• Quoted passage
════════

By Devangi Vyas and Gayatri Dixit
As part of the Access Life America Leadership Course, we met with Corporate Leader Amit Kachru for a leadership enlightenment on the topic of trust. Kachru is the Vice President (Finance, IT) for Medtronic – a leading medical device miracle in Healthcare and effectively, one of the largest medical companies in the world. With operations in 150 countries, their products treat 70 major health conditions and aid over 75 million people every year. With 90,000+ employees, Medtronic pushes its mission, to alleviate pain, restore health, and extend life, in order to take healthcare further.
Amit Kachru is a very experienced leadership professional. He has 23 years of work experience and his 15 years dedicated to the company has allowed him deep insight into the finances, marketing and key missions of Medtronic. Aside from being a strong worker, I had the pleasure of hearing Kachru divulge in some interesting ‘facts’. He was a lead actor in the Minnesota Fringe Festival Play, initially started a career as a hotel management trainee and was a global innovation fellow with Nobel Peace Prize winner, Professor Mohammad Yunus. Evidently, Kachru’s large range of leadership experience makes him a very diligent and adept individual. In contrast, after a long day of working hard, Kachru highlighted that his personal interests (including cricket, hindi movies and being a diversity champion) make ‘playing hard’ very enjoyable and are key to maintaining his clear-cut work-life balance.

════════

[Referring expression data]

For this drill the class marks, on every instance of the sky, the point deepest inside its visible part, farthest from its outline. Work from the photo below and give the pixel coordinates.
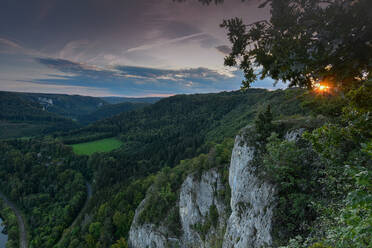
(134, 48)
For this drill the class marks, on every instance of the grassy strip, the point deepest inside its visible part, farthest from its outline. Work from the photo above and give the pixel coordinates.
(10, 221)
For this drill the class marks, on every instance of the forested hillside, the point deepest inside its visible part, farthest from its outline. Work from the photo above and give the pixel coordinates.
(32, 114)
(162, 135)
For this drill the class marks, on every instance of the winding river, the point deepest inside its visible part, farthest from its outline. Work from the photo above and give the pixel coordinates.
(3, 237)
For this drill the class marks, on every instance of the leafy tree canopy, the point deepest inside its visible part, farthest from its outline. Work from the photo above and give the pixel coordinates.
(305, 41)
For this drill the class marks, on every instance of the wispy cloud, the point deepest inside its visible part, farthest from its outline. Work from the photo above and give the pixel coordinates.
(131, 80)
(164, 42)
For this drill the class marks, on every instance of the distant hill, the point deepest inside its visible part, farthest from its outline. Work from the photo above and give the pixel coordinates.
(110, 110)
(21, 116)
(32, 114)
(114, 100)
(69, 106)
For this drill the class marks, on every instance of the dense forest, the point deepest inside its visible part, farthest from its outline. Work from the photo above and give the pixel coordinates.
(32, 114)
(322, 178)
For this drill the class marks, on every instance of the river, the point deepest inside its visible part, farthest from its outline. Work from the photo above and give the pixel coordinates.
(3, 237)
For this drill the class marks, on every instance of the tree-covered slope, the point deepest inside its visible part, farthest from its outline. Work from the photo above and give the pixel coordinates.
(32, 114)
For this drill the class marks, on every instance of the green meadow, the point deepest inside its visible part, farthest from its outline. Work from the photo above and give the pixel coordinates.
(103, 145)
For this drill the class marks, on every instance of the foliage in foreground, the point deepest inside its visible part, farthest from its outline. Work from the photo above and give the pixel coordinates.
(10, 221)
(43, 179)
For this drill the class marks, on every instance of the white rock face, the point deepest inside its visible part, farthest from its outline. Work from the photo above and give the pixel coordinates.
(148, 235)
(196, 198)
(252, 202)
(197, 195)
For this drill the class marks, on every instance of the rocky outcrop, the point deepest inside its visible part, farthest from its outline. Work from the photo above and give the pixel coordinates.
(199, 204)
(249, 224)
(252, 201)
(148, 235)
(198, 196)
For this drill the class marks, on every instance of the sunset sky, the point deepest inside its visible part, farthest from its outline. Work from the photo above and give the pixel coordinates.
(119, 47)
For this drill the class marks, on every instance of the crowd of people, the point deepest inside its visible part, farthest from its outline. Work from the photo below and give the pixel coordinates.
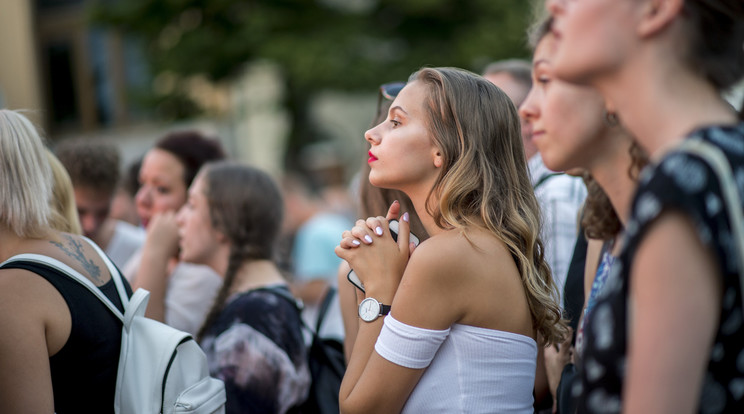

════════

• Exercise brief
Please copy out the whole article about Amit Kachru above, word for word.

• Response to this task
By Devangi Vyas and Gayatri Dixit
As part of the Access Life America Leadership Course, we met with Corporate Leader Amit Kachru for a leadership enlightenment on the topic of trust. Kachru is the Vice President (Finance, IT) for Medtronic – a leading medical device miracle in Healthcare and effectively, one of the largest medical companies in the world. With operations in 150 countries, their products treat 70 major health conditions and aid over 75 million people every year. With 90,000+ employees, Medtronic pushes its mission, to alleviate pain, restore health, and extend life, in order to take healthcare further.
Amit Kachru is a very experienced leadership professional. He has 23 years of work experience and his 15 years dedicated to the company has allowed him deep insight into the finances, marketing and key missions of Medtronic. Aside from being a strong worker, I had the pleasure of hearing Kachru divulge in some interesting ‘facts’. He was a lead actor in the Minnesota Fringe Festival Play, initially started a career as a hotel management trainee and was a global innovation fellow with Nobel Peace Prize winner, Professor Mohammad Yunus. Evidently, Kachru’s large range of leadership experience makes him a very diligent and adept individual. In contrast, after a long day of working hard, Kachru highlighted that his personal interests (including cricket, hindi movies and being a diversity champion) make ‘playing hard’ very enjoyable and are key to maintaining his clear-cut work-life balance.